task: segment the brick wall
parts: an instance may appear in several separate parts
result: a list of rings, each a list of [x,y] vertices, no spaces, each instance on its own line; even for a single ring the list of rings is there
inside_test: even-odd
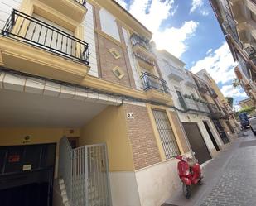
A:
[[[181,144],[182,149],[183,149],[184,152],[189,152],[190,150],[189,150],[189,147],[188,147],[186,141],[185,134],[183,133],[182,129],[181,128],[180,124],[179,124],[180,120],[178,119],[178,117],[176,114],[176,112],[170,111],[170,114],[171,114],[172,122],[174,123],[174,127],[175,127],[175,128],[177,132],[178,138],[179,138],[180,142]],[[176,137],[177,138],[177,137]]]
[[[128,137],[132,145],[135,170],[161,161],[159,150],[146,107],[124,104],[125,115],[132,113],[134,118],[127,118]]]
[[[95,19],[95,28],[101,30],[100,18],[99,18],[99,8],[94,7],[94,15]],[[123,32],[121,32],[121,26],[118,23],[118,31],[120,35],[121,42],[123,46],[124,40]],[[104,37],[101,34],[95,32],[95,43],[96,45],[96,55],[98,70],[100,77],[108,81],[113,83],[120,84],[127,87],[132,87],[135,89],[135,82],[133,76],[132,68],[128,60],[128,51],[126,48],[123,48],[114,41]],[[109,51],[109,49],[116,49],[121,57],[115,59],[111,53]],[[112,69],[118,66],[124,72],[124,76],[119,79],[114,75]]]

Directions:
Reproduce every line of the material above word for word, but leave out the pictures.

The completed task:
task: segment the brick wall
parts: an instance may appear in several separate parts
result: a list of rings, each a list of [x,y] vertices, no spaces, each instance on its own line; even for a single ring the list of rings is there
inside_test: even-odd
A:
[[[181,144],[182,149],[183,149],[184,152],[189,152],[190,150],[189,150],[189,147],[188,147],[186,141],[185,134],[183,133],[182,129],[181,128],[180,124],[179,124],[180,120],[178,119],[178,117],[176,114],[176,112],[170,111],[170,114],[171,114],[172,122],[174,123],[174,127],[175,127],[175,128],[177,132],[178,138],[179,138],[180,142]],[[176,137],[177,138],[177,137]]]
[[[128,137],[132,145],[135,170],[161,161],[159,150],[146,107],[124,104],[125,115],[132,113],[134,118],[127,118]]]
[[[95,19],[95,28],[101,30],[100,18],[99,18],[99,8],[94,7],[94,15]],[[123,32],[121,32],[121,26],[118,23],[118,31],[120,35],[121,42],[123,46],[124,40]],[[104,37],[101,34],[95,32],[95,43],[96,45],[96,55],[98,70],[100,77],[108,81],[113,83],[120,84],[127,87],[132,87],[135,89],[135,82],[133,76],[132,68],[128,60],[128,51],[126,48],[123,48],[114,41]],[[109,51],[109,49],[116,49],[121,57],[115,59],[111,53]],[[112,69],[118,66],[124,72],[124,76],[119,79],[114,75]]]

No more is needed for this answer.